Assignment ::
Retyping the records exactly is the whole task.

Exercise input ::
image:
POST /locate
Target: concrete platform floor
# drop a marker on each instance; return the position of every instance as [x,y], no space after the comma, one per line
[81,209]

Response to this exercise ::
image:
POST /locate
Target: concrete platform floor
# drop a marker on each instance; return the position of every instance as [x,y], no space after the comma, one per line
[81,209]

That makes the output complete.